● Your task:
Output every entry exactly, from the first line to the last.

● Extracted material:

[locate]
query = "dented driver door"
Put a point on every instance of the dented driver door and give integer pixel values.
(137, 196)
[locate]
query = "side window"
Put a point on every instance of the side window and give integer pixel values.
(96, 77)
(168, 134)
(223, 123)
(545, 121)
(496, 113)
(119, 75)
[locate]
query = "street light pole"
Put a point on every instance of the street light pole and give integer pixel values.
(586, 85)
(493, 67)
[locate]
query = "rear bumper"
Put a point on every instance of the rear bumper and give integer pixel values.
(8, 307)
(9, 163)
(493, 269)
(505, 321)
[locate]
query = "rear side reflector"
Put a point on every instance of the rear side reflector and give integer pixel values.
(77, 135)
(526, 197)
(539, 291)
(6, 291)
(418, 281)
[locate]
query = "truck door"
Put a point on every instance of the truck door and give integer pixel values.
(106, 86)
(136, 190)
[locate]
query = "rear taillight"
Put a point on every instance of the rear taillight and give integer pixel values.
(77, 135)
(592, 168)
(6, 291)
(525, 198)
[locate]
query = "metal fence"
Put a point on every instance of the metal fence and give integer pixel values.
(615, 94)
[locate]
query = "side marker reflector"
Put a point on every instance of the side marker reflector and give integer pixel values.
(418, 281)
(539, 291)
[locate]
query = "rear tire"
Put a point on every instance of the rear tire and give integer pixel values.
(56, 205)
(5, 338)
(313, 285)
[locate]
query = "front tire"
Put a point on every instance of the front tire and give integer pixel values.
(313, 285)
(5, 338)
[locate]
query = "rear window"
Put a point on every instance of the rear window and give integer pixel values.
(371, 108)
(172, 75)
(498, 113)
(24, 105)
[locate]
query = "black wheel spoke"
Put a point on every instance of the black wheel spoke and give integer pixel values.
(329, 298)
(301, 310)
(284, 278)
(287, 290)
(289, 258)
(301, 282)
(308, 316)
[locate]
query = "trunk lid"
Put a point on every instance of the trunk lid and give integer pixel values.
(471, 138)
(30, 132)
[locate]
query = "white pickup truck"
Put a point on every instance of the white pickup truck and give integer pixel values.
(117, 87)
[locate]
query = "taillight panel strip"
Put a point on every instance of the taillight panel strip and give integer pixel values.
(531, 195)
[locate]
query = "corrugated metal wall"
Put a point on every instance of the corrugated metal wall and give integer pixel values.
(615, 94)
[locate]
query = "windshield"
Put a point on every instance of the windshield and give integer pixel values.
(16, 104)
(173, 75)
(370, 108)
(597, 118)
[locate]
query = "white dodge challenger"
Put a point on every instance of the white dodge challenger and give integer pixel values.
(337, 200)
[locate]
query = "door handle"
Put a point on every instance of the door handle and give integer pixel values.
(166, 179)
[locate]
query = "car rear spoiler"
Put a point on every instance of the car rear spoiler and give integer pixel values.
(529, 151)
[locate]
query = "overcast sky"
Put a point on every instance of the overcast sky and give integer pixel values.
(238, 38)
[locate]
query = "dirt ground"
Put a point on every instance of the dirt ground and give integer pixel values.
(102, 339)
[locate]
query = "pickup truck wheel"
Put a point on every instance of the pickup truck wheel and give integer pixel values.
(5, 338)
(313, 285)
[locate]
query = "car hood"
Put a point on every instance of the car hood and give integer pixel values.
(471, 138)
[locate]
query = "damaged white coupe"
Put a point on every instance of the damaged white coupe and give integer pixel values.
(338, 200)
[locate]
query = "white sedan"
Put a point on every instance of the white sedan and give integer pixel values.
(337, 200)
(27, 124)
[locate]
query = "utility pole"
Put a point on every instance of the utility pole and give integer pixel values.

● Answer for this exercise:
[locate]
query = "dented driver door"
Put a point on every instance of the dented driver door and give integer pixel values.
(137, 196)
[locate]
query = "side window"
Put a point on every instance of the side window and give integer pixel values.
(96, 77)
(168, 134)
(223, 123)
(545, 121)
(496, 113)
(119, 75)
[locate]
query = "street light pole"
Put a point on every instance of the street light pole and give integer pixel values.
(586, 85)
(493, 67)
[locate]
query = "rear bumper"
Put a point on every instance of the rear bumper and give integer pixel values.
(8, 307)
(9, 163)
(493, 269)
(505, 321)
[locate]
query = "rear side reflector"
Put a point on every instance of the rear side reflector and give integer pixel values.
(77, 135)
(526, 197)
(539, 291)
(6, 291)
(418, 281)
[locate]
query = "truck door"
Put a point on every instance of the truck door and give integer pixel values.
(106, 86)
(136, 190)
[locate]
query = "rear taillight"
Put a point on every instance of the rear taillight and give integer pixel values.
(77, 135)
(592, 168)
(6, 291)
(525, 198)
[locate]
query = "metal fence"
Put a point on every instance of the metal fence and give integer pixel values.
(615, 94)
[locate]
query = "side marker reflector"
Put a point on every instance of the side marker reflector and give integer pixel values.
(418, 281)
(539, 291)
[locate]
query = "rear tire"
Put a point on every instance of the rear tire and give integer pixel values.
(56, 205)
(5, 338)
(313, 285)
[locate]
query = "front tire"
Put a point on every instance of the front tire and give integer pixel values.
(313, 285)
(5, 338)
[locate]
query = "rear window"
Put a point on every instance of the rear window and give integer pixel values.
(371, 108)
(172, 75)
(498, 113)
(24, 105)
[locate]
query = "black wheel spoke"
Put a point on every instance of the black wheel spoke and give integer pixel values.
(329, 298)
(301, 310)
(284, 278)
(287, 290)
(289, 258)
(301, 282)
(308, 316)
[locate]
query = "trunk lid"
Put a point on every instance of the trunk lid and give integer pixel values.
(471, 138)
(30, 132)
[locate]
query = "white pickup truck"
Put a point on every instance of the white pickup truck and give integer pixel values.
(117, 87)
[locate]
query = "taillight panel strip"
Put a point on every instance of the taillight panel strip and give integer pixel values.
(531, 195)
[locate]
query = "corrugated metal wall"
Put a point on every instance of the corrugated metal wall and give integer pixel values.
(615, 94)
[locate]
query = "windshield"
Put a point on every instance of the windshield and give integer pixel values.
(16, 104)
(173, 75)
(370, 108)
(597, 118)
[locate]
query = "white dodge challenger"
Put a point on every instance of the white dodge challenger and give integer pixel values.
(337, 200)
[locate]
query = "door handle"
Put a point on every instance of the door handle and give integer pixel values.
(166, 179)
[locate]
query = "car rear spoiler"
Put a point on every instance of the car rear spoiler and give integer pixel values.
(529, 151)
[locate]
query = "overcast sky"
Put a point on every instance of the overcast sky and give integer pixel values.
(238, 38)
[locate]
query = "dirt ground"
Put a point on every instance of the dirt ground and give integer pixel values.
(102, 339)
[locate]
query = "pickup truck wheel"
Put a point on every instance of the pickup truck wheel and give integer pixel values.
(5, 338)
(313, 285)
[locate]
query = "car hood"
Put a point on every instance of the car hood and give integer pixel values.
(471, 138)
[locate]
query = "damaged white coupe"
Put a point on every instance of the damaged white coupe and give integer pixel values.
(338, 200)
[locate]
query = "white sedan"
Put a point on every instance of the white sedan and give integer pixel values.
(337, 200)
(27, 124)
[locate]
query = "utility pole"
Put a point on every instance of the utility pole and give integer pixel values.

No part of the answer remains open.